Items listed in a dataset
+ + + + +
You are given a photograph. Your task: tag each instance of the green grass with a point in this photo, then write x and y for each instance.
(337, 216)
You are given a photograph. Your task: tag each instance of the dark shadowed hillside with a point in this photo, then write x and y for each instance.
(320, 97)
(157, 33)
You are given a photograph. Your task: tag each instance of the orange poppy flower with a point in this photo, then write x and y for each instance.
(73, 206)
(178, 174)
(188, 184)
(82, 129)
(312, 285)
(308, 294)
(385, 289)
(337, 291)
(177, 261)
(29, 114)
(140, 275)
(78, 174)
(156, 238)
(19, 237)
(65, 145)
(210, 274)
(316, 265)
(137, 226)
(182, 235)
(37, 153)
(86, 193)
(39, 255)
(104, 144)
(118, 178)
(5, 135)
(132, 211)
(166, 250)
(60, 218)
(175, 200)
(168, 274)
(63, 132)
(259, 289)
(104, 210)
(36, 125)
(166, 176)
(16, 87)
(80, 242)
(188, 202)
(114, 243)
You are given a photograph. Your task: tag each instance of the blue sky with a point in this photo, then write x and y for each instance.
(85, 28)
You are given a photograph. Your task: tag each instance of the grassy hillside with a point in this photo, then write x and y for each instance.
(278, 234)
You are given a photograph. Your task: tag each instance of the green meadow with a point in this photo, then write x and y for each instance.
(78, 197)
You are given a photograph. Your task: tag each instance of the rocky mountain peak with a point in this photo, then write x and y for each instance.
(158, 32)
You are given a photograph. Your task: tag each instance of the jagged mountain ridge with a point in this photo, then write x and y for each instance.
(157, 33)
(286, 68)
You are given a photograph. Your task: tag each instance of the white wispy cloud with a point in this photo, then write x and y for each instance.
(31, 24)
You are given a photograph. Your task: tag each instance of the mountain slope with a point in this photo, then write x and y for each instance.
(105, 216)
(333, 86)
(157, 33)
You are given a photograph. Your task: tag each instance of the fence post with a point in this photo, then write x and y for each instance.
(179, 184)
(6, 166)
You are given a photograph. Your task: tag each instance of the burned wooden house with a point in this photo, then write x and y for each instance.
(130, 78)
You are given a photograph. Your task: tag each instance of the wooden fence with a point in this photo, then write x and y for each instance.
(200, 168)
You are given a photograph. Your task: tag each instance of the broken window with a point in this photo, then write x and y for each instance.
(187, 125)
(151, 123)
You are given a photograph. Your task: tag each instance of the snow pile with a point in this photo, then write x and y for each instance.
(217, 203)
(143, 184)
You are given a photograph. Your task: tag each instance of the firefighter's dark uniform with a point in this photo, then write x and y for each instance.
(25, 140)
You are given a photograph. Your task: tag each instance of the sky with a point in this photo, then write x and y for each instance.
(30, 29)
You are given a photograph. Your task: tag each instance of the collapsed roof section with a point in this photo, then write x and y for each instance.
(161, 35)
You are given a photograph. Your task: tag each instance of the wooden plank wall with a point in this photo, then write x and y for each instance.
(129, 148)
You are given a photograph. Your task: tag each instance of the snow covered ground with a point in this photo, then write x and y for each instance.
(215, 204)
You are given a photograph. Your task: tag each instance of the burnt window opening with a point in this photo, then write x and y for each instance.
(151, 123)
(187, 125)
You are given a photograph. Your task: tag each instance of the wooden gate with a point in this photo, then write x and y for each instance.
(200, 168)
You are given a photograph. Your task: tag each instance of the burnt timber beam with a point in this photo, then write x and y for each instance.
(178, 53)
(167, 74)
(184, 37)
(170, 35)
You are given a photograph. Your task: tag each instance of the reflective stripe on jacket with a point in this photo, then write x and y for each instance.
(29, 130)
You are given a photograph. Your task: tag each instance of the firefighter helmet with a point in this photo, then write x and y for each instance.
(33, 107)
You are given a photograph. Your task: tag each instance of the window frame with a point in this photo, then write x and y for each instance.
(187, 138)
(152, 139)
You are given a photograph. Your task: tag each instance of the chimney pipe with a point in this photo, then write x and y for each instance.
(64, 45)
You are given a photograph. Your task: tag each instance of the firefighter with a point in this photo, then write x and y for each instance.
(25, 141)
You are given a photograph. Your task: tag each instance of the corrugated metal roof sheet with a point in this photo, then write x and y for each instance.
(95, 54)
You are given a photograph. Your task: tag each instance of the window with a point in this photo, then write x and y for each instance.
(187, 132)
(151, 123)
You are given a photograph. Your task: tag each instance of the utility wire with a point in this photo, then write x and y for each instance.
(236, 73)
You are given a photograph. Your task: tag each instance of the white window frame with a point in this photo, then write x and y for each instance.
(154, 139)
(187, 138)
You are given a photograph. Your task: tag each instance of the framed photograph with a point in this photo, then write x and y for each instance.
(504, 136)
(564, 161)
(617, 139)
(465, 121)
+ + + + +
## Written problem
Return the line that contains "of the reflective" and all lines after it, verbatim, and nothing else.

## Output of the exercise
You are given a photograph. Your task: tag each instance of the reflective stripe on jacket with a point in this photo, then write x and y for each instance.
(29, 130)
You are given a photograph. Your task: tag each instance of the firefighter helmet with a point in this photo, then write x and y for each instance.
(33, 107)
You are given a photograph. Your task: tag each instance of the window frame with a point in this photo, then write x and y for each instance.
(187, 138)
(152, 139)
You are given a photograph. Your task: tag each instance of the chimney pipe with a point in this photo, then write x and y for each instance.
(64, 45)
You are given a photograph. Your task: tag each instance of the firefighter with a point in this photo, then write x and y for each instance.
(25, 141)
You are given a photograph. Your task: tag each instance of the corrugated metal roof sheet with a point in this photo, then write x and y for each instance.
(95, 54)
You are given a photograph. Your task: tag each instance of the window with a point in this photo, then write x and y for each instance.
(187, 132)
(151, 123)
You are given a photograph. Your task: tag each instance of the utility wire with a point in this photo, then write x and y for each instance.
(236, 73)
You are given a photograph. Your task: tag each instance of the white window frame with a point in this photo, then write x and y for each instance.
(154, 139)
(187, 138)
You are given a photograph. Your task: tag each instance of the framed photograph with a point in this photo, then write x and y for each instance.
(504, 136)
(564, 161)
(617, 139)
(465, 121)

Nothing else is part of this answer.